*What the task asks:*
According to the report on MAA Group's sale of its Philippine insurance arm, how much of the proceeds is allocated for future investment opportunities?

===== Supplied passage

MAA Group Bhd has announced its decision to sell an 85% stake in its Philippine general insurance arm, MAA General Assurance Philippines, to Triple P Philippines.
The deal, valued at US$49.3 million (approximately RM234.86 million) in cash, also includes an option to sell the remaining 15% stake for US$8.7 million within a 14-month period.
According to a report from The Edge Malaysia, MAA Group disclosed that the total selling price of US$58 million was determined based on an implied price-to-book ratio of about 1.64 times. This calculation was made considering MAA General Assurance’s audited net assets, which stood at RM168.44 million at the end of 2022.
MAA Group has earmarked the proceeds from this disposal for various purposes. A significant portion, RM187.7 million, is allocated for future investment opportunities. Additionally, RM32.18 million is set aside for working capital, RM41.8 million for the repayment of a shareholder’s loan, RM13.54 million for settling intercompany loans, and around RM1.1 million to cover the estimated expenses of the divestment process.
General insurance has been a key revenue generator for MAA Group, accounting for 66% of its total revenue in the financial year ended June 30, 2023. This sector is followed by the hospitality and education services businesses, contributing 16% and 10% to the total revenue, respectively.
While it has been a boon in terms of generating revenue, the board of MAA Group has considered the potential growth and additional capital investment required for the general insurance business. Given the challenging operating environment in the Philippines, the board viewed the offer from Triple P as a timely opportunity for MAA Group to divest from MAA General Assurance and reallocate resources to expand other business segments.

==========
===== Dataset content

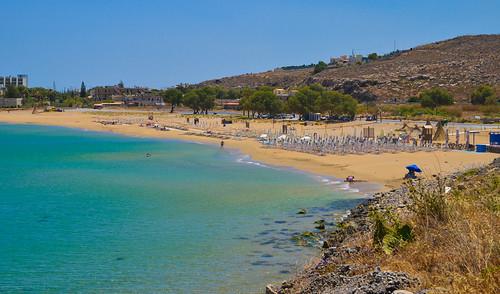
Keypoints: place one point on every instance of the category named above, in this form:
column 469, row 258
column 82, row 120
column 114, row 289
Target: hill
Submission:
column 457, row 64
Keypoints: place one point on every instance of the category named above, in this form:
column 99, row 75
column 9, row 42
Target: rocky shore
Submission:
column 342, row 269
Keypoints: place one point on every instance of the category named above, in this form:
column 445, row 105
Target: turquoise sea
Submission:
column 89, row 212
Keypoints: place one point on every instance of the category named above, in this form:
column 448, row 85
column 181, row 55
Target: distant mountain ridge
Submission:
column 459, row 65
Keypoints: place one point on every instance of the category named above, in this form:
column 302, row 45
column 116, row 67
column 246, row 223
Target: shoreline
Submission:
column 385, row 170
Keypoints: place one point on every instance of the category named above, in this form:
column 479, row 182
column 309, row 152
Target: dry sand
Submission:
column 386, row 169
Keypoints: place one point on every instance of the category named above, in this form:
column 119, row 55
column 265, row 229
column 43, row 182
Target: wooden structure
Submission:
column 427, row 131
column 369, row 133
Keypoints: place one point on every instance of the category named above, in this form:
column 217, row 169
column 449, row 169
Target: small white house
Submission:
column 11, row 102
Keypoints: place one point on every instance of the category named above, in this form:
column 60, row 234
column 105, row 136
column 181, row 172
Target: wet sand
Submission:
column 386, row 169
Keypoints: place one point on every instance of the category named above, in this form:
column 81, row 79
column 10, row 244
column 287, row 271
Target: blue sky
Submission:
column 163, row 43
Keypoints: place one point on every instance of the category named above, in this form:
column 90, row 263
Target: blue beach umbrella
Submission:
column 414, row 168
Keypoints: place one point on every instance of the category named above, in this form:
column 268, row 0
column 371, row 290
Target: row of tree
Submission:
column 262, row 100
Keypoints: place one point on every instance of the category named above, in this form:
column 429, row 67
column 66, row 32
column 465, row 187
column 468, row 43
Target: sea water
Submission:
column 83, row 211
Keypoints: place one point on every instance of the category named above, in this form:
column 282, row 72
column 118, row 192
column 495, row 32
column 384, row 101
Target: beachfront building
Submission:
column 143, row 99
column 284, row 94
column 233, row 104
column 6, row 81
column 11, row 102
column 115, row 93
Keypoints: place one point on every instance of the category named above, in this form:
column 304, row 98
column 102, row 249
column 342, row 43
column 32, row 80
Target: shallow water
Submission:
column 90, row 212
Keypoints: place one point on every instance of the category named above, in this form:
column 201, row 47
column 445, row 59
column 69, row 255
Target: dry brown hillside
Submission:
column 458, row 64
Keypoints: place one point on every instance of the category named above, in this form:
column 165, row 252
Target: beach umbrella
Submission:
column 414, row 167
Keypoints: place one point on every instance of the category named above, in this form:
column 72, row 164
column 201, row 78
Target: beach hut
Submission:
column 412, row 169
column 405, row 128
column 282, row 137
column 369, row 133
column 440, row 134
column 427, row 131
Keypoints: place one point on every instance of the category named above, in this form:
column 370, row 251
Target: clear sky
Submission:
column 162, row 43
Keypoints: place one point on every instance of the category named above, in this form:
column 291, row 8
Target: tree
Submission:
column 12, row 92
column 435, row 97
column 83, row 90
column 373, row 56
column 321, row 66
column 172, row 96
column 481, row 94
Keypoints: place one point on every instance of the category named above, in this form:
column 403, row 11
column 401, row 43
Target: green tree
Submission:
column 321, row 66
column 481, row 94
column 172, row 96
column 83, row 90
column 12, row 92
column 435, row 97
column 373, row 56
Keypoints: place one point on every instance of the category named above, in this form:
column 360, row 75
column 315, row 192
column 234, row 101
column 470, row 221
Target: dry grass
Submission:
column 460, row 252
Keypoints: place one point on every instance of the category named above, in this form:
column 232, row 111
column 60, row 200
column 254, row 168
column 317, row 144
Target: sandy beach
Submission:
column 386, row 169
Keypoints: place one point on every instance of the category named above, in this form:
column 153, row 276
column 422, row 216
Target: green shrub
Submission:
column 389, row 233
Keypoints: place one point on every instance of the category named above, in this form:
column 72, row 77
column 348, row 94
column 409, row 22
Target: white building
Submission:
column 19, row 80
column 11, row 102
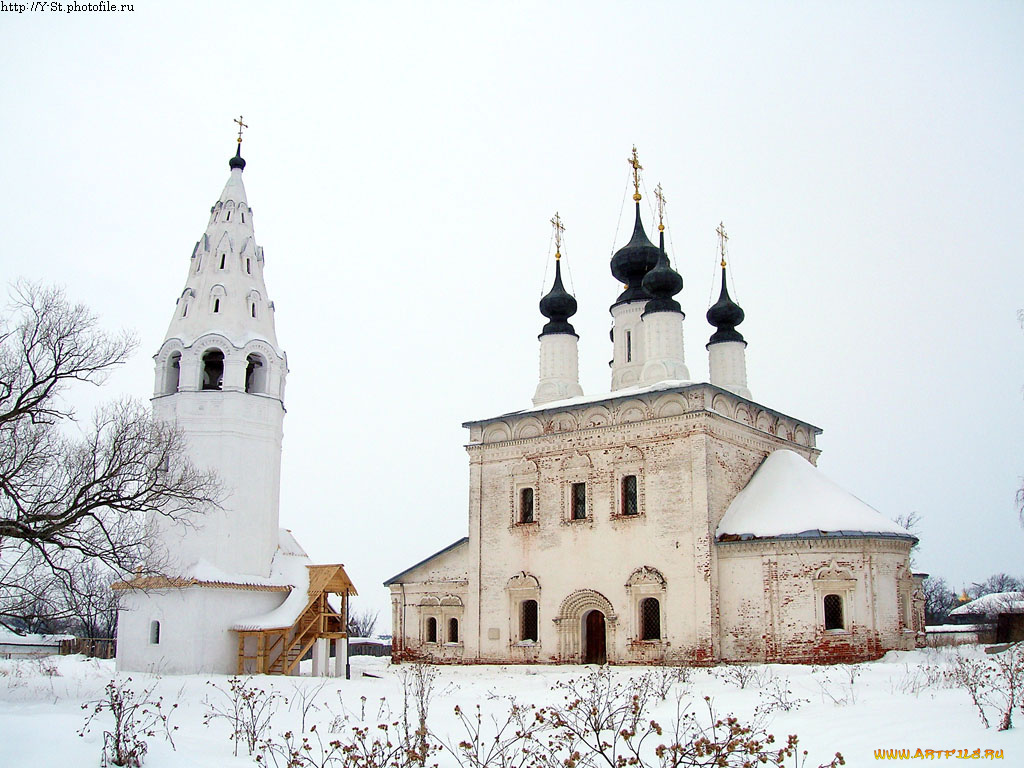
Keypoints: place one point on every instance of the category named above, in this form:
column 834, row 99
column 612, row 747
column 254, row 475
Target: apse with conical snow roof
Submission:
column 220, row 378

==========

*Response to the task:*
RM187.7 million